### Work to complete
Rewrite the data below, replacing every occurrence of "welcome" with "appreciated" and leaving everything else unchanged.

### Task input

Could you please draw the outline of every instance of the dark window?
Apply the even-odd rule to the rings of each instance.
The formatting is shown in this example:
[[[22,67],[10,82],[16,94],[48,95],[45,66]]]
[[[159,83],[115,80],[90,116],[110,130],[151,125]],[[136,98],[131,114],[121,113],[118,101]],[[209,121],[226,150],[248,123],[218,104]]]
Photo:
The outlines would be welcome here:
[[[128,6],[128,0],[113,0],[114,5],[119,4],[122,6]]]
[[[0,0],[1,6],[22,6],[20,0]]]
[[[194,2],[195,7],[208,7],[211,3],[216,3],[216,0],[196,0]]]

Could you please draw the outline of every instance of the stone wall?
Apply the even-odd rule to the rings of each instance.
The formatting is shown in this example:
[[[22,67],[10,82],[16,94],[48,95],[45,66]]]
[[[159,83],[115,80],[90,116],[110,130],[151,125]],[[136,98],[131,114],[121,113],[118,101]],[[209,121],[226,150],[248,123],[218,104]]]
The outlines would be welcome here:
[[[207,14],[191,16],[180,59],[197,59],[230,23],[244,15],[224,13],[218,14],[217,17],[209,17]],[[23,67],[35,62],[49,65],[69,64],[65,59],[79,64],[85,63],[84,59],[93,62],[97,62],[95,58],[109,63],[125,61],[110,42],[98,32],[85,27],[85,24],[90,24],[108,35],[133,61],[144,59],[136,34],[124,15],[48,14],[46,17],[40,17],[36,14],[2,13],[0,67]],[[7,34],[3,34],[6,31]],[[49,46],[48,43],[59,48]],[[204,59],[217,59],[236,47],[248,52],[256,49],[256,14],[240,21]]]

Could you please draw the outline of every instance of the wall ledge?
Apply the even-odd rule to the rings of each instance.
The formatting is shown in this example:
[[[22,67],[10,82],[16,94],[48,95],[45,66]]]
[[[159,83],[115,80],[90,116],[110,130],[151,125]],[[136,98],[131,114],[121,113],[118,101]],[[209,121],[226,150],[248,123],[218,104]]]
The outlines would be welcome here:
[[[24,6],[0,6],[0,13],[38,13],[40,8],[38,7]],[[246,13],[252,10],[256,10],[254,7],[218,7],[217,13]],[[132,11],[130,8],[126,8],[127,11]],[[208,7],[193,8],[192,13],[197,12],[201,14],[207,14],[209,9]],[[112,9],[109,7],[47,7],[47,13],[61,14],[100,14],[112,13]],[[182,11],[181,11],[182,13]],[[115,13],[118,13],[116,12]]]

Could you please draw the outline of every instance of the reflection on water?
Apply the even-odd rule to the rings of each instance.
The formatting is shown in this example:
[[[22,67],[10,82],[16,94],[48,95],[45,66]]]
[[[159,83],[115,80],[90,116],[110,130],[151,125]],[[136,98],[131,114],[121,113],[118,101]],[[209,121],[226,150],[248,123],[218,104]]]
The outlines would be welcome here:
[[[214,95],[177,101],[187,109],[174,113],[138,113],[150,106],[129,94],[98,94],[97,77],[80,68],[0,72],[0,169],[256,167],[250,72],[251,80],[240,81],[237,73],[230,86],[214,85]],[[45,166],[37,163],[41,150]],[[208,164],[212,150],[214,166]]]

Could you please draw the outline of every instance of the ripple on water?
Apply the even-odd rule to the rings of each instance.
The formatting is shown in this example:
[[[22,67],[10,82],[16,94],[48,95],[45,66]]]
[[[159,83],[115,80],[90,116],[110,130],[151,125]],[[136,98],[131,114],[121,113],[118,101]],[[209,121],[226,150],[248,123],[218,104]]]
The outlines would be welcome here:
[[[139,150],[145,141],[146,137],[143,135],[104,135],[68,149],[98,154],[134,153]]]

### Exercise solution
Could you please draw the outline of every instance of the dark window?
Apply the even-odd rule to the rings of each instance.
The formatting is shown in this example:
[[[22,67],[10,82],[16,94],[48,95],[45,66]]]
[[[159,83],[115,80],[90,116],[110,130],[151,125]],[[136,98],[131,114],[121,113],[118,101]],[[209,121],[226,150],[248,123],[218,104]]]
Photo:
The outlines would be appreciated here:
[[[128,6],[128,0],[113,0],[114,5],[119,4],[122,6]]]
[[[0,0],[1,6],[22,6],[20,0]]]
[[[194,2],[195,7],[208,7],[211,3],[216,3],[216,0],[196,0]]]

Could you please draw the outline of every instance of the stone wall?
Apply the even-odd rule to the rings of each instance.
The formatting is shown in this example:
[[[22,67],[10,82],[16,94],[48,95],[45,66]]]
[[[159,83],[115,80],[90,116],[110,130],[151,125]],[[136,98],[131,114],[121,113],[118,101]],[[209,121],[226,150],[248,123],[218,104]]]
The outlines would be appreciated here:
[[[207,14],[191,16],[180,59],[197,59],[230,23],[244,15],[224,13],[218,14],[217,17],[209,17]],[[23,67],[35,62],[49,65],[69,64],[65,59],[79,64],[85,63],[84,59],[93,62],[97,62],[95,58],[109,63],[125,61],[110,42],[98,32],[85,27],[85,24],[90,24],[108,35],[133,61],[144,59],[136,34],[124,15],[48,14],[46,17],[40,17],[36,14],[2,13],[0,67]],[[7,34],[3,34],[6,31]],[[49,46],[48,43],[59,48]],[[204,59],[217,59],[236,47],[248,52],[256,49],[256,14],[240,21]]]

Could you please draw the outline of every instance of the wall ledge?
Apply the even-odd rule to the rings of each instance.
The formatting is shown in this example:
[[[22,67],[10,82],[16,94],[48,95],[45,66]]]
[[[159,83],[115,80],[90,116],[110,130],[151,125]],[[136,98],[131,114],[121,113],[118,101]],[[209,121],[226,150],[248,123],[218,104]]]
The outlines would be appreciated here:
[[[24,6],[0,6],[0,13],[38,13],[40,8],[38,7]],[[246,13],[252,10],[256,10],[254,7],[218,7],[217,13]],[[132,11],[130,8],[126,8],[127,11]],[[208,7],[193,8],[192,13],[197,12],[201,14],[207,14],[209,9]],[[112,9],[109,7],[47,7],[47,13],[61,14],[100,14],[112,13]],[[182,11],[181,11],[182,13]],[[115,13],[118,13],[116,12]]]

Could you please draw the outline of every instance of the reflection on water?
Apply the even-odd rule to the rings of each instance.
The formatting is shown in this example:
[[[22,67],[10,82],[16,94],[48,95],[45,66]]]
[[[159,83],[115,80],[90,116],[110,130],[151,125]],[[136,98],[131,114],[121,113],[118,101]],[[209,121],[226,150],[248,123],[218,104]]]
The outlines would be appreciated here:
[[[214,95],[177,101],[187,109],[174,113],[138,113],[150,106],[129,94],[98,94],[97,77],[80,68],[0,72],[0,169],[256,167],[250,72],[251,80],[240,81],[237,73],[230,86],[214,85]],[[45,166],[37,163],[41,150]],[[208,164],[212,150],[214,166]]]

Could you please draw the outline of every instance of the ripple on water?
Apply the even-odd rule to the rings of each instance.
The formatting is shown in this example:
[[[22,67],[10,82],[16,94],[48,95],[45,66]]]
[[[159,83],[115,80],[90,116],[110,130],[151,125]],[[136,98],[131,114],[121,113],[118,101]],[[209,121],[226,150],[248,123],[218,104]]]
The outlines would be appreciated here:
[[[139,150],[145,141],[146,137],[143,135],[104,135],[68,149],[98,154],[134,153]]]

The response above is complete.